Dependency Installed:
  boost-system.x86_64 0:1.53.0-27.el7                      boost-thread.x86_64 0:1.53.0-27.el7 
  device-mapper-multipath-libs.x86_64 0:0.4.9-111.el7_4.2  librados2.x86_64 1:0.94.5-2.el7     

Dependency Updated:
  kpartx.x86_64 0:0.4.9-111.el7_4.2                                                             

Complete!
[root@server6 ~]# 

First configuration attempt

Next I quickly created a config file based on what I used in the past, making sure I add getuid_callout in the defaults {} section. And sure enough, when starting the service it complains about illegal syntax:

[root@server6 ~]# systemctl status multipathd
● multipathd.service - Device-Mapper Multipath Device Controller
   Loaded: loaded (/usr/lib/systemd/system/multipathd.service; enabled; vendor preset: enabled)
   Active: active (running) since Tue 2018-04-03 14:56:19 BST; 1min 28s ago
  Process: 586 ExecStart=/sbin/multipathd (code=exited, status=0/SUCCESS)
  Process: 568 ExecStartPre=/sbin/multipath -A (code=exited, status=0/SUCCESS)
  Process: 564 ExecStartPre=/sbin/modprobe dm-multipath (code=exited, status=0/SUCCESS)
 Main PID: 596 (multipathd)
   CGroup: /system.slice/multipathd.service
           └─596 /sbin/multipathd

Apr 03 14:56:19 server6 systemd[1]: Starting Device-Mapper Multipath Device Controller...
Apr 03 14:56:19 server6 multipath[568]: Apr 03 14:56:19 | /etc/multipath.conf line 24, invalid keyword: getuid_callout
Apr 03 14:56:19 server6 systemd[1]: Started Device-Mapper Multipath Device Controller.
Apr 03 14:56:19 server6 multipathd[596]: /etc/multipath.conf line 24, invalid keyword: getuid_callout

Note the line reading “/etc/multipath.conf line 24, invalid keyword: getuid_callout”. It didn’t seem to prevent the meta-device from being created, but I didn’t like the error message popping up all the time.

════

* WRITTEN TASK 1 *
Retype the part of the multipath excerpt starting with "Apr 03 14:56:19 server6 multipath[568]: Apr" and going on through "Started Device-Mapper Multipath Device Controller.".
* WRITTEN TASK 2 *
Decide whether each statement agrees with the multipath excerpt, answering yes or no and quoting the deciding words: (a) the service logged an invalid keyword error for getuid_callout; (b) the error stopped the meta-device from being created; (c) the multipathd service was shown as active and running.
The records that follow are separate material and have no connection to the multipath excerpt.

* RAW RECORDS *

════

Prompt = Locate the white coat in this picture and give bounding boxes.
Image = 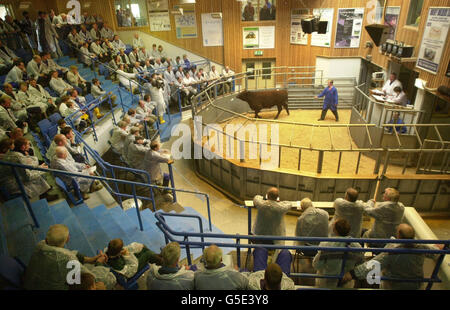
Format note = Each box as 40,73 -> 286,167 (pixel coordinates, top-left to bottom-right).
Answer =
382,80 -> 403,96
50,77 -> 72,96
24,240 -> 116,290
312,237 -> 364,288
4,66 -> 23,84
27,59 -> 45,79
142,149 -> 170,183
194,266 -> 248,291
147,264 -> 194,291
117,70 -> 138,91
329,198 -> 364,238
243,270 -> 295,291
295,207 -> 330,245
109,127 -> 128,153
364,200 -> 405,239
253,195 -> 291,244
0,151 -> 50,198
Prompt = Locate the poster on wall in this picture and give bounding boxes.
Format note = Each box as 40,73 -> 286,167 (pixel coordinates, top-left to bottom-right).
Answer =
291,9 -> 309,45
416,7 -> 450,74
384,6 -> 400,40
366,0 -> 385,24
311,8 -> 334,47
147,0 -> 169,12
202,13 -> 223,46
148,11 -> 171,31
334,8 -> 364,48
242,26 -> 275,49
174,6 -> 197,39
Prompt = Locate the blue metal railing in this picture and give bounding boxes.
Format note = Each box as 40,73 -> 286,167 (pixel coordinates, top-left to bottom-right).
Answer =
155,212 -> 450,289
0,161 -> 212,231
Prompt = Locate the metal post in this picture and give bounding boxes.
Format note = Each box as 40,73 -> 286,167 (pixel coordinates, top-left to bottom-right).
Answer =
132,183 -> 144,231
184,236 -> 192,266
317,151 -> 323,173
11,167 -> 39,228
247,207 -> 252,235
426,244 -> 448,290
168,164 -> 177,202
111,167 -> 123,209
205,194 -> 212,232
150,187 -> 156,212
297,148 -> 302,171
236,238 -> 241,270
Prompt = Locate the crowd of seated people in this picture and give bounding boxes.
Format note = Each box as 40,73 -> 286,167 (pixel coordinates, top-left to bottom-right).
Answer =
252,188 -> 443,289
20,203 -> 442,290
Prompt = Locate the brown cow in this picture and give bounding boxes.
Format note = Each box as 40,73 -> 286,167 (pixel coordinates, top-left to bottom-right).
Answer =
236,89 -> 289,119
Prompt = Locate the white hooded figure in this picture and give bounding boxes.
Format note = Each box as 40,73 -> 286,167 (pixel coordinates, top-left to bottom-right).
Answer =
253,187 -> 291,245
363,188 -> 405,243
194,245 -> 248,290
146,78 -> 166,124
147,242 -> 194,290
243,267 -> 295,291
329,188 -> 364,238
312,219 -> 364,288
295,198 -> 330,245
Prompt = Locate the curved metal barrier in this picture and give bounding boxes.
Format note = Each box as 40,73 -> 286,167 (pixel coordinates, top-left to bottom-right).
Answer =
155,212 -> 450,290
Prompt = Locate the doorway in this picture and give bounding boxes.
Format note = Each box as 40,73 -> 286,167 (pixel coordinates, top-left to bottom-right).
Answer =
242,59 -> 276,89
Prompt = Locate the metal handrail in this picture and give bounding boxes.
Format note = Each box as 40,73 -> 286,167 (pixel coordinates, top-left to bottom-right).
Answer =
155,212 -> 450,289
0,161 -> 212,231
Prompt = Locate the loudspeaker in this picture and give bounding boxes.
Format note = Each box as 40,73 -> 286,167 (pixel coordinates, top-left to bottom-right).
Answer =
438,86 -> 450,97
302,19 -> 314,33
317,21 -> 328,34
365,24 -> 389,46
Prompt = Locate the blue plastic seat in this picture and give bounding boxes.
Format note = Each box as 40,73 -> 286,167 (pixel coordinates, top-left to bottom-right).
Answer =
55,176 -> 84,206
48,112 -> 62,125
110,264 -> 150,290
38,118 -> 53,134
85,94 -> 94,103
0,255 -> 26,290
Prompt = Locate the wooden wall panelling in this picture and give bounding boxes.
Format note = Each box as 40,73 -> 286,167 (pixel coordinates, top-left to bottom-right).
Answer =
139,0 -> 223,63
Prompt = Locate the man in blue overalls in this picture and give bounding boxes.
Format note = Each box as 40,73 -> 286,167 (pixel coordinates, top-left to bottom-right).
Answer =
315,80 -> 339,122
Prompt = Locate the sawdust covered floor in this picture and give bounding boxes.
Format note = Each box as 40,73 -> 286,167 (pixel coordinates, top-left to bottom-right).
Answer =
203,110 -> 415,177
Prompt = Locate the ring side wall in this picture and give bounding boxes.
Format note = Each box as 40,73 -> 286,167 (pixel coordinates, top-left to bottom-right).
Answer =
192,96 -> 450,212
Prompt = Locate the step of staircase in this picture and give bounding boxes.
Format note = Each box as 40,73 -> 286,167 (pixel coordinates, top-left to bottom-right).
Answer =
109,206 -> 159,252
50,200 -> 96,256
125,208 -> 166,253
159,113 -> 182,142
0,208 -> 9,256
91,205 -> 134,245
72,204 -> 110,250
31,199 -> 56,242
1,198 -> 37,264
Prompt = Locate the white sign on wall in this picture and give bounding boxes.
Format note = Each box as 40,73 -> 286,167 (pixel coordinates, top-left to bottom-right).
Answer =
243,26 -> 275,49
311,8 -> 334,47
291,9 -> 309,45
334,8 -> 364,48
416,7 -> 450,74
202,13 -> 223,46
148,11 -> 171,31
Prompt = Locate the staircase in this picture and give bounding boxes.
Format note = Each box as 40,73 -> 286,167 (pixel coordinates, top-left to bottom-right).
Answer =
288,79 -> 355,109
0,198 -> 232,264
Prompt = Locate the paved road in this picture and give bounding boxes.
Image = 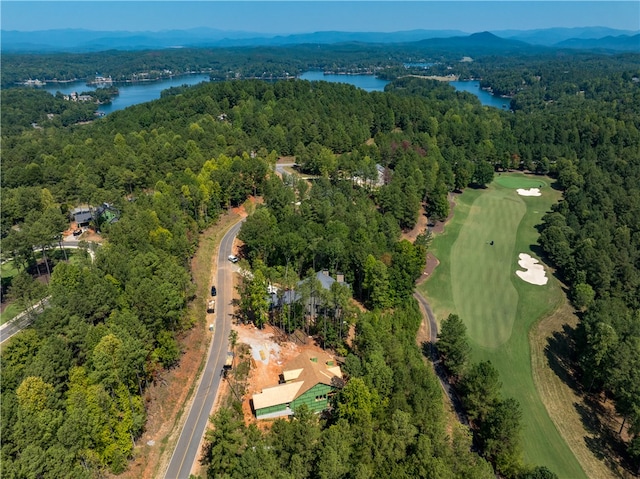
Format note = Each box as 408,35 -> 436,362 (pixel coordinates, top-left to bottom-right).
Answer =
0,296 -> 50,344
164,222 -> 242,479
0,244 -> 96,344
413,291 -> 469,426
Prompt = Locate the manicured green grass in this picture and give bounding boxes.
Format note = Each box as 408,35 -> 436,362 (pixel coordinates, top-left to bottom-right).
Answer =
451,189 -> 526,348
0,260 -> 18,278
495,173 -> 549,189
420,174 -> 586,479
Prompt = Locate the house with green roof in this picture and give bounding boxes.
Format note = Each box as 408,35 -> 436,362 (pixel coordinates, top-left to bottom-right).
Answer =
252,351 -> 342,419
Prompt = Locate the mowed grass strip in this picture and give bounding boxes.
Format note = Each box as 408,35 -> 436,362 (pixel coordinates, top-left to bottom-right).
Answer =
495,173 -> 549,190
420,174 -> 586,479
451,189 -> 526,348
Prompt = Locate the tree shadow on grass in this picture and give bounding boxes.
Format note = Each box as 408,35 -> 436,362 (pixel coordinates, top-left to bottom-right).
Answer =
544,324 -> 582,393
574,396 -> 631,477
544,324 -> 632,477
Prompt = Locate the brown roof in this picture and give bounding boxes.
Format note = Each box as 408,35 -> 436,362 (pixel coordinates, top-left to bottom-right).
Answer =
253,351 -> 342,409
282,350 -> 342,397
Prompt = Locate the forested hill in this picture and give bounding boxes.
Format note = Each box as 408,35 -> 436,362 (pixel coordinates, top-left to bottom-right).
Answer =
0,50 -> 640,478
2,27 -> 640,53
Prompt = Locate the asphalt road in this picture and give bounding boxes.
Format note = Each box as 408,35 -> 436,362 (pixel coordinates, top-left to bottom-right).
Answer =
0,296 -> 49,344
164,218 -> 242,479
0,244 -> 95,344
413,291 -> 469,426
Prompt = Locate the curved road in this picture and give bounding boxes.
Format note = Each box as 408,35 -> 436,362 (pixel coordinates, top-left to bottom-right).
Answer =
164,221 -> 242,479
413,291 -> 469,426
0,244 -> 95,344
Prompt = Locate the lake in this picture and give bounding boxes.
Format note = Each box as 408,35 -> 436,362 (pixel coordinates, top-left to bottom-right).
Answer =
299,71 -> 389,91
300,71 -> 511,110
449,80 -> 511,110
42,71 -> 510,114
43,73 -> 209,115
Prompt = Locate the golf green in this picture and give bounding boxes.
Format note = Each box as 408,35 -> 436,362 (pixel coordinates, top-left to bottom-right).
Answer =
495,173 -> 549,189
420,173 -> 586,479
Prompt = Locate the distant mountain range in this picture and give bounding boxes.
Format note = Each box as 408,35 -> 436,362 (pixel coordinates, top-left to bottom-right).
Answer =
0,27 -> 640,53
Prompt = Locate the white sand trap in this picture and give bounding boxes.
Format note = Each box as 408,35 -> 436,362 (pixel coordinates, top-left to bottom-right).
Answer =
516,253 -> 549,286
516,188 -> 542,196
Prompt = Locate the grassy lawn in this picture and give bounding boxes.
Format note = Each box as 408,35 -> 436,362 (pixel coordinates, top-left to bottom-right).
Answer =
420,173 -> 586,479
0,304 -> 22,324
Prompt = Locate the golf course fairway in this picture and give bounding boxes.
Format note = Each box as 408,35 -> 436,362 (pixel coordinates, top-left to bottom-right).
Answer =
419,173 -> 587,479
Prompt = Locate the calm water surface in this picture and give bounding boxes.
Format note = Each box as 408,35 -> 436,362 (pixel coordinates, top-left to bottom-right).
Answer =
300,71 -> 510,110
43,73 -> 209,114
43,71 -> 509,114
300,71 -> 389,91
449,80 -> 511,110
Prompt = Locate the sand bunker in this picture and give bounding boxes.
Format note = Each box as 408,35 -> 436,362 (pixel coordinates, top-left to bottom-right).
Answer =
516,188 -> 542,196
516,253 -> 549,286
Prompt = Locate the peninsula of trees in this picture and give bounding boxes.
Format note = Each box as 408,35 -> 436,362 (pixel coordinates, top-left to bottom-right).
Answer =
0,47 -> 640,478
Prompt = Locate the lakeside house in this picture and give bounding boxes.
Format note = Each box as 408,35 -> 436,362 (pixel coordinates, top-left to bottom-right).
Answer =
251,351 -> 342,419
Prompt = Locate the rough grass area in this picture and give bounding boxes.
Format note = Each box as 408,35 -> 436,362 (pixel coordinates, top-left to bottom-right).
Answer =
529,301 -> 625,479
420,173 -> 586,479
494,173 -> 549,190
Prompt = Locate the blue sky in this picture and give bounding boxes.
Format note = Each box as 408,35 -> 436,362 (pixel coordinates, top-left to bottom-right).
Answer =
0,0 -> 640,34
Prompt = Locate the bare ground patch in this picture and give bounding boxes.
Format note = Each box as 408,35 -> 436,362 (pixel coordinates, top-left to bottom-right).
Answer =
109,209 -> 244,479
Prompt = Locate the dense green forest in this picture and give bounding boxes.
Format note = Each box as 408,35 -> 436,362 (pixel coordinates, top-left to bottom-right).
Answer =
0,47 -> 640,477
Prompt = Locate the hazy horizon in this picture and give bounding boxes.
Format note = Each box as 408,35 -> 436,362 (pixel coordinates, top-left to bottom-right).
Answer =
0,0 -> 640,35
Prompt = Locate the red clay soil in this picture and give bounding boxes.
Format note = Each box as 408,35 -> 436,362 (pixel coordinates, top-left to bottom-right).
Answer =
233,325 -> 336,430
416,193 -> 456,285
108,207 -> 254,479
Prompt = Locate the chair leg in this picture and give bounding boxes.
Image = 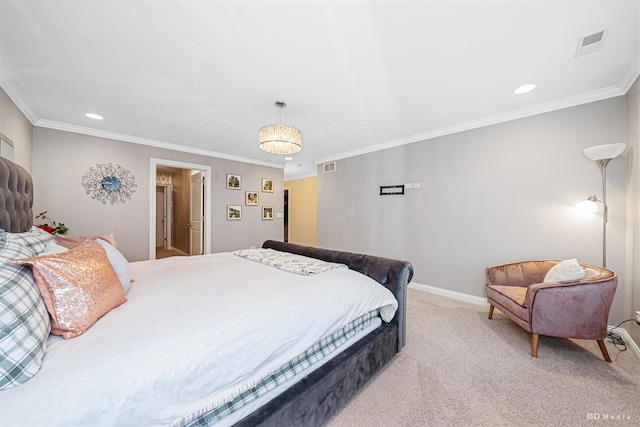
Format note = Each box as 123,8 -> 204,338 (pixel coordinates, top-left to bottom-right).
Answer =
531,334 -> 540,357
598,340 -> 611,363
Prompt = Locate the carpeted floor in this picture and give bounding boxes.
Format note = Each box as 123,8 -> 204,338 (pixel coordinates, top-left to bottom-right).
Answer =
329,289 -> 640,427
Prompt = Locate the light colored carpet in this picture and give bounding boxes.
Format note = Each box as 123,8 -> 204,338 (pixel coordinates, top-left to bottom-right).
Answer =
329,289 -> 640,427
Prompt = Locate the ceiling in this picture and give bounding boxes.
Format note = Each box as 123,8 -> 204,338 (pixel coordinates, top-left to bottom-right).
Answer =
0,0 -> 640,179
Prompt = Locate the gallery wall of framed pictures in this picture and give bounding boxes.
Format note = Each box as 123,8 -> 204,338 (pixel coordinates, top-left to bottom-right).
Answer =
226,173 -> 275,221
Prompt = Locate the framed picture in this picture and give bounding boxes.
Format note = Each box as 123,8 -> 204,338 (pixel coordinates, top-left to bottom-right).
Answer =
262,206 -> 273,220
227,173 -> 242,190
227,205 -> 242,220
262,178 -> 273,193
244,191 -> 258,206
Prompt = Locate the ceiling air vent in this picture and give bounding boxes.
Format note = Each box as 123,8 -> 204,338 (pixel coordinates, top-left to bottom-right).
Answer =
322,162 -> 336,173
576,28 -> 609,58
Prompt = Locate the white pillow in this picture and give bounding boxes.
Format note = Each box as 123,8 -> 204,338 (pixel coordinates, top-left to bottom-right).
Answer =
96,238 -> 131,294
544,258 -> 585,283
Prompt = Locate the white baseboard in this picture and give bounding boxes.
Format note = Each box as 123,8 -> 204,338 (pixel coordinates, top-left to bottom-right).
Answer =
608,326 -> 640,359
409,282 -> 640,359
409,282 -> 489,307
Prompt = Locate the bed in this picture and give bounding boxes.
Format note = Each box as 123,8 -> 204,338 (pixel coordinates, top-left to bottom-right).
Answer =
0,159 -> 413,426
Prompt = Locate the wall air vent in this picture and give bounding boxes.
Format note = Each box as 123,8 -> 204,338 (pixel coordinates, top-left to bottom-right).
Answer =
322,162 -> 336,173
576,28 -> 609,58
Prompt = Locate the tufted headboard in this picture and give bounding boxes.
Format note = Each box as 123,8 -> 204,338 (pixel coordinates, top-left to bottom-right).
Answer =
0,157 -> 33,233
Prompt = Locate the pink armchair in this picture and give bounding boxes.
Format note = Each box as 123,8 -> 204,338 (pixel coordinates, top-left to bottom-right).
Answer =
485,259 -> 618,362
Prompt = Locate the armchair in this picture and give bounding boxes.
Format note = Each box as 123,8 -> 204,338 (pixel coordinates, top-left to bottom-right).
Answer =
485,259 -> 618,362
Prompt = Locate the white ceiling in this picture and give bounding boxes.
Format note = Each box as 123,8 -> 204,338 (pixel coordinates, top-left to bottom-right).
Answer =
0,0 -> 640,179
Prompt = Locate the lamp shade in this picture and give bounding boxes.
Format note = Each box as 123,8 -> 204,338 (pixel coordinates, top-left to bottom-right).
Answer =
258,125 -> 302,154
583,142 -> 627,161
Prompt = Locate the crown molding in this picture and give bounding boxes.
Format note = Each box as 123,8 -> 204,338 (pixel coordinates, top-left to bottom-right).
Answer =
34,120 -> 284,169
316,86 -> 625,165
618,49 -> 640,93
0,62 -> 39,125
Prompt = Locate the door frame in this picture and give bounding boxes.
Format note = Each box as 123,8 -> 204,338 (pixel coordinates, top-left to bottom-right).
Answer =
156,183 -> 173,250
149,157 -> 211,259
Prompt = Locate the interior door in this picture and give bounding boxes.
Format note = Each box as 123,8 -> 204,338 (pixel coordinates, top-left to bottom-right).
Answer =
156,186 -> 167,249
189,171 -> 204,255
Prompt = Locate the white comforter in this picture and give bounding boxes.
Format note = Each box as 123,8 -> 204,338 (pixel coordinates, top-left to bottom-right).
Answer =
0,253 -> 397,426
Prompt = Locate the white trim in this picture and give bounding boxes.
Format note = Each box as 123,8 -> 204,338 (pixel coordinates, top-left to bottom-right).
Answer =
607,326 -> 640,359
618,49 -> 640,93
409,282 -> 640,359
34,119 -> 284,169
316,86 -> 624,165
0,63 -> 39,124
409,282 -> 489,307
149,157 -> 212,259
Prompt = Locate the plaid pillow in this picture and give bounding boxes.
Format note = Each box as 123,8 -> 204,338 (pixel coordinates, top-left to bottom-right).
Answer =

════

* WORKED SOLUTION 1 *
Apr 03 14:56:19 server6 multipath[568]: Apr 03 14:56:19 | /etc/multipath.conf line 24, invalid keyword: getuid_callout
Apr 03 14:56:19 server6 systemd[1]: Started Device-Mapper Multipath Device Controller.

* WORKED SOLUTION 2 *
(a) Yes: "/etc/multipath.conf line 24, invalid keyword: getuid_callout"
(b) No: "It didn’t seem to prevent the meta-device from being created"
(c) Yes: "Active: active (running)"